ТЕКСТ ДЛЯ ЧТЕНИЯ -
====
(4) Иная же слава, пытающаяся ей подражать, опрометчивая, нераздумчивая, сплошь и рядом готовая хвалить и грехи и пороки, — это слава народная, она лишь подражает чести и нравственности и этим разрушает их красоту. Из-за этой своей слепоты люди, желая самого лучшего, но не зная, ни какое оно, ни где его искать, — иные рушат свои государства, иные губят самих себя. Да и само стремление их к лучшему часто оказывается мнимым — не по злой воле, а потому, что оно сбивается с пути. Кто увлечен стяжательством, кто похотью, у кого душа в такой смуте, что остается один лишь шаг до безумия, — а именно таковы многие неразумные, — разве все это не нуждается в лечении? Или страдания души меньше, чем страдания тела, или для тел лекарства есть, а для душ — нету?
(5) Нет, душевные немощи куда губительнее и многочисленнее телесных. Они тем и пагубны, что затрагивают и волнуют душу. «Душа блуждает, — как говорит Энний, — ничего не в силах ни стерпеть, ни вынести, вечно алчущая…» Не буду говорить о других болезнях, но даже с этими двумя, горем и алчностью, может ли сравниться хоть какая из телесных болезней? Кто скажет, будто душа неспособна исцелить себя, когда и для тела-то лекарства находит именно душа? И если выздоровлению тела много помогает природа самих тел, но все же не все лечащиеся выздоравливают, то душа, если есть к тому добрая воля и к услугам советы мудрецов, выздоравливает несомненно.
====
[Данные референциальных выражений]

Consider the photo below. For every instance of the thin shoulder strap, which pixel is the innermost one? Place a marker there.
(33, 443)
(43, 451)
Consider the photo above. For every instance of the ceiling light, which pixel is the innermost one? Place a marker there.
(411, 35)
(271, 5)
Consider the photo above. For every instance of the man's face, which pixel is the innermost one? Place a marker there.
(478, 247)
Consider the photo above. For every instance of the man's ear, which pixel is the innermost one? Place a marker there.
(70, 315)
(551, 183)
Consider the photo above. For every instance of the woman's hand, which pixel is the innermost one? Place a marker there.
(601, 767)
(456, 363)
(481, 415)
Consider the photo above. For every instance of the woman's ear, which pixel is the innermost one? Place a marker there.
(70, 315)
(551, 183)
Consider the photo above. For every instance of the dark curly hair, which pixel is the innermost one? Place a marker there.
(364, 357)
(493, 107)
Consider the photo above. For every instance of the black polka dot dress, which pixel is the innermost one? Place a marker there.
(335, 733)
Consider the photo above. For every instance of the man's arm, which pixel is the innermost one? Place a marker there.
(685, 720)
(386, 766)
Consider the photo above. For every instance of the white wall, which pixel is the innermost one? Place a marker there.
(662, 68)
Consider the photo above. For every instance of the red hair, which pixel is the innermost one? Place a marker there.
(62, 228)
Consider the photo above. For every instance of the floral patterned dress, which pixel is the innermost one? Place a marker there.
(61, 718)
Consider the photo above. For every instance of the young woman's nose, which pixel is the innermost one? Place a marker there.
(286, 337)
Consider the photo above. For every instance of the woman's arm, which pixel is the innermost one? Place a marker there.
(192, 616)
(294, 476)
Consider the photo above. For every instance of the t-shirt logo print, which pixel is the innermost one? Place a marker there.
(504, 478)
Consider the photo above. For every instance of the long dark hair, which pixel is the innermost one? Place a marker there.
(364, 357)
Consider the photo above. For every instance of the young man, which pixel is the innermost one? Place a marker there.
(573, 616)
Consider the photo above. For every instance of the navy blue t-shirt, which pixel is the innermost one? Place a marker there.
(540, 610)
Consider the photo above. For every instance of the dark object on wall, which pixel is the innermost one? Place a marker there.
====
ЗАДАНИЕ -
Напишите продолжение текста о душевных недугах, начиная сразу после его последнего предложения.

ОТВЕТ -
(6) Наука об исцелении души есть философия, но помощь ее приходит не извне, как помощь против телесных болезней, — нет, мы сами должны пустить в дело все силы и средства, чтобы исцелить себя самим. Впрочем, о философии в целом и о том, как следует к ней стремиться и ею овладевать, мы уже достаточно сказали в нашем «Гортензии». О более существенных вопросах мы и потом не переставали ни говорить, ни писать; так и в этих книгах мною изложено то, о чем случилось мне беседовать с друзьями на тускуланской вилле. В первых двух беседах речь шла о смерти и о боли; третий день бесед составит эту третью книгу.
(7) В нашу Академию мы спустились, когда день уж клонился к вечеру, и предложили одному из присутствующих назначить тему для беседы. Затем речь пошла так:
— Представляется мне, что мудрец доступен для горя.
— А для других душевных волнений? для страха, гнева, похоти? Все это у греков называется «страстями» (πάθη) — дословно это можно было бы перевести «страдание», но это не совпадает с нашим словоупотреблением. Так, греки называют «страданиями» и такие чувства, как жалость, зависть, ликование, радость, — все движения души, неподвластные разуму; а у нас для всех этих движений взбудораженной души есть, по-моему, более точное слово «волнение» или «страсть», тогда как «страдание» в этом значении, если я не ошибаюсь, мало употребительно.
(8) — По-моему, тоже.
— Так может ли все это случиться с мудрецом?
— Полагаю, что может.
— Как бы тогда эта хваленая мудрость не оказалась слишком дешевой — больно уж она близка к безумию!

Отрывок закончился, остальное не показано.